> [PROBLEM STATEMENT]:
Carry on the passage about p53 staining patterns in HPV-associated tumors, starting right after its final sentence.

We had two EDAC that did have an underlying TP53 mutation (one missense and one nonsense mutation, respectively). The case with a TP53 missense mutation would be anticipated to show a strong overexpression pattern, if based in the ovary or endometrium. However, this tumor showed substantial reduction in p53 staining. Although we only have one case to illustrate this, it is probable that mutant p53 protein is also degraded by HPV. Few studies have investigated this possibility. Scheffner et al. did find that a subset of mutant p53 proteins were still able to bind HPV-16 E6 and were targeted for degradation [38]. A larger series of cases is needed to substantiate these findings.

We want to emphasize several messages in this study. The awareness of p53 patterns will avoid confusion with true TP53 IHC mutational patterns in the HPVA tumors. The presence of HPVA related features by histology and interpretation of p53 in conjunction with p16 IHC (as a surrogate for high-risk HPV infection), can help to avoid misinterpretation. We would like to emphasize that the names of the various sub-patterns (“single cells,” “clustered,” and “peripheral” in the markedly reduced category, as well as “classic” and “central” in the mid-epithelial category) are presented only to illustrate the range of patterns that a pathologist may encounter in HPVA carcinomas. The precise terminology is not meant to be used in diagnostic pathology reports for clinicians. In addition, all these patterns fall under the broader umbrella term of “p53 wild type”. In this study, we highlight the range of wild-type p53 patterns that can be seen in HPVA neoplasia. These p53 wild-type patterns look different than the p53 wild-type patterns in non-HPV tumors (that pathologists are much more familiar with).

> [SOURCE MATERIAL]:

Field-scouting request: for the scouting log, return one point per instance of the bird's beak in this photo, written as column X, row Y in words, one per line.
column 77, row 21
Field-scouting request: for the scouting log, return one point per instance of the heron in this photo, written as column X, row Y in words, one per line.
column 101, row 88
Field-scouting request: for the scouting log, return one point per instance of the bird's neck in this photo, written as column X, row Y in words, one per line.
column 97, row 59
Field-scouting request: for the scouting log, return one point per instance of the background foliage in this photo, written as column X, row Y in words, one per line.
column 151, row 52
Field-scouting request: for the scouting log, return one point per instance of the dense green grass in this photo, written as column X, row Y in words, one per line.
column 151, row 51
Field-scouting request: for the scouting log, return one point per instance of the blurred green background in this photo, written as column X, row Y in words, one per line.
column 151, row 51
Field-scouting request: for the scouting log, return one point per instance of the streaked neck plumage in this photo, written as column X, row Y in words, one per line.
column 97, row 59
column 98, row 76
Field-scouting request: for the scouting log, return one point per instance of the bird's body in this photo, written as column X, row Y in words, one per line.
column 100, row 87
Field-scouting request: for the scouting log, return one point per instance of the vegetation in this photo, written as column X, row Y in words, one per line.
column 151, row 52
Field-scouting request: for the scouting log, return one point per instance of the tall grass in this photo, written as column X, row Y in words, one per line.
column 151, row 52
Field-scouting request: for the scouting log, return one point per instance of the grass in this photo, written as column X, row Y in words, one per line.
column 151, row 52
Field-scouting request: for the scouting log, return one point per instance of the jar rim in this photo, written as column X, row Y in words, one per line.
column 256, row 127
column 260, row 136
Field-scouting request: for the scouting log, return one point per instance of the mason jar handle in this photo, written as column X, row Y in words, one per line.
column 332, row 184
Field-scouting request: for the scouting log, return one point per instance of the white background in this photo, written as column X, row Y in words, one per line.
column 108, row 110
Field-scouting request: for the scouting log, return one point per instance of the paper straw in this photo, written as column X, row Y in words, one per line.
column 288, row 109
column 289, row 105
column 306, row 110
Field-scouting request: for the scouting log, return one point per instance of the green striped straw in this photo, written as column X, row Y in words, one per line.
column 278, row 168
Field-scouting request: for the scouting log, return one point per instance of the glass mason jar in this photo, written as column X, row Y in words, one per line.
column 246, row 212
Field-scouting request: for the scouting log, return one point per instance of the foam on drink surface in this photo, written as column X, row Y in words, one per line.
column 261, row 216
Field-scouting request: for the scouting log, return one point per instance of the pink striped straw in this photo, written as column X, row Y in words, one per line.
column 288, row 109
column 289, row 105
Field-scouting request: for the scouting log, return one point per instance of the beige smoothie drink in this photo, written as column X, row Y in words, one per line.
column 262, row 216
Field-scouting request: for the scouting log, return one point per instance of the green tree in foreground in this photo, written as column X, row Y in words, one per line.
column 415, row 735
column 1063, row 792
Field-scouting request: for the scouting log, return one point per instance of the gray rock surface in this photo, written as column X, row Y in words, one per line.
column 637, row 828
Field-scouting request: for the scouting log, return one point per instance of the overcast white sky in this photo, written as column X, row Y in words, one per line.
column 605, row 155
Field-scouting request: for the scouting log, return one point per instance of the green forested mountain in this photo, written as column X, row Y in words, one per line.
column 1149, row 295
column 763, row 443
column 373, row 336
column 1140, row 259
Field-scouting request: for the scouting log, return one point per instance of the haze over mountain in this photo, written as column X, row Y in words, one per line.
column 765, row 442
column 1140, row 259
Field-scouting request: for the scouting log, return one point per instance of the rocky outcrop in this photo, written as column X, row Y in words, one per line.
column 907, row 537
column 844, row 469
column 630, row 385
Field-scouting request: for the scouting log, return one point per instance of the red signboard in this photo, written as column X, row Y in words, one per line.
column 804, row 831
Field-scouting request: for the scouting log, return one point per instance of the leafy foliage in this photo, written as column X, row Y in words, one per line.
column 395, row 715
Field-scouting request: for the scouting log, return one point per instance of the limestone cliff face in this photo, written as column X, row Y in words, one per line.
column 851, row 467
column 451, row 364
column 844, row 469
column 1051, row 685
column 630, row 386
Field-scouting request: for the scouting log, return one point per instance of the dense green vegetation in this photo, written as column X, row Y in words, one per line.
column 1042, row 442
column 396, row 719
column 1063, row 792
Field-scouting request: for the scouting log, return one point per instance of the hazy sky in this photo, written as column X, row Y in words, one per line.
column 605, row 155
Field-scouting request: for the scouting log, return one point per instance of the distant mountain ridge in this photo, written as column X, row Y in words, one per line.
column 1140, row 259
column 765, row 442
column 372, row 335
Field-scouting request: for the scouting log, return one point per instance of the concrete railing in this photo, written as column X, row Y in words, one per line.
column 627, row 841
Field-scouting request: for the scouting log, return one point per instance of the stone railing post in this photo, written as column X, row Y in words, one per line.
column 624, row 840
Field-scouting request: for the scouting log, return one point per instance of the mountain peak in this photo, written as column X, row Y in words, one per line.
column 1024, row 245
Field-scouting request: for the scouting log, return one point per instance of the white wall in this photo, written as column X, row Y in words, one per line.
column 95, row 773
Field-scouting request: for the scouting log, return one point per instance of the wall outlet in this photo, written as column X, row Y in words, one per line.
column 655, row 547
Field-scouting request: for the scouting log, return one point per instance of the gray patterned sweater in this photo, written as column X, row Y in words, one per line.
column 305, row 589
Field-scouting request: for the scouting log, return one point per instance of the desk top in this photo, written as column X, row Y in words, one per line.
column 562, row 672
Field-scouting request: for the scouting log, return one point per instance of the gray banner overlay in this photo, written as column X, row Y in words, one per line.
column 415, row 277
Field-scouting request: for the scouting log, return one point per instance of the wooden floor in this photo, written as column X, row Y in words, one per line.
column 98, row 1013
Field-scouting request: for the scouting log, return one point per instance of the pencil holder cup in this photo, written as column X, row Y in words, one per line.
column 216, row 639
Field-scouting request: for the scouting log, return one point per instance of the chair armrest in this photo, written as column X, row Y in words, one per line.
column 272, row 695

> [RESPONSE TO THIS TASK]:
There are many scenarios where recognition of these p53 patterns in HPVA neoplasia will be helpful. A p53 overexpression pattern (strong and diffuse) should alert the pathologist to consider a non-HPV entity, because a HPVA tumor would be predicted to have reduced p53 staining. For example, the vulvar “basaloid SCC” that was excluded from this study was re-reviewed due to p53 overexpression and this ended up being re-classified as an infiltrative basal cell carcinoma. In certain cases, p53 can serve as an ancillary tool to predict HPV infection, especially because HPV ISH is labor intensive and expensive. In the differential diagnosis of HSIL with superimposed lichen sclerosus versus differentiated vulvar intraepithelial neoplasia (dVIN), a p53 mid-epithelial (basal sparing) pattern will support the former diagnosis without the need for expensive HPV ISH testing. We recently encountered a case of vulvar SCC with basaloid features and HSIL. p16 IHC was performed by a learner and, to our surprise, was negative. p53 IHC was subsequently performed, and showed mid-epithelial (basal sparing) and markedly reduced (null-like) staining, consistent with an HPVA tumor, with the implication that this was an example of an HPVA SCC with loss of heterozygosity (allelic loss of p16) as a secondary event. HPV ISH was subsequently performed and it was positive. Lastly, the markedly reduced (null-like) single cell pattern will be the most difficult to distinguish from true TP53 null-type staining, and this was most apparent in the EDACs. Searching for other HPVA p53 patterns in the same tumor and finding a weak blush of p53 staining in the tumor cells will support a HPVA process, but in some cases, distinction may not be possible without molecular confirmation or HPV ISH.

Finally, this paper highlights the utmost importance of “pattern” versus “positive” in diagnostic pathology. Similar to the situation with p16, positive staining for p53 alone is insufficient to serve as a surrogate marker of TP53 mutation. Consideration of p53 intensity, proportion and pattern all need to be considered. This study shows that p53 staining patterns in HPV-associated carcinomas can mimic those seen in TP53 mutated cancers. Awareness of these patterns can help avoid misclassification of carcinomas in the female lower genital tract and, when present, alert the pathologist to a diagnosis of an HPV-associated carcinoma.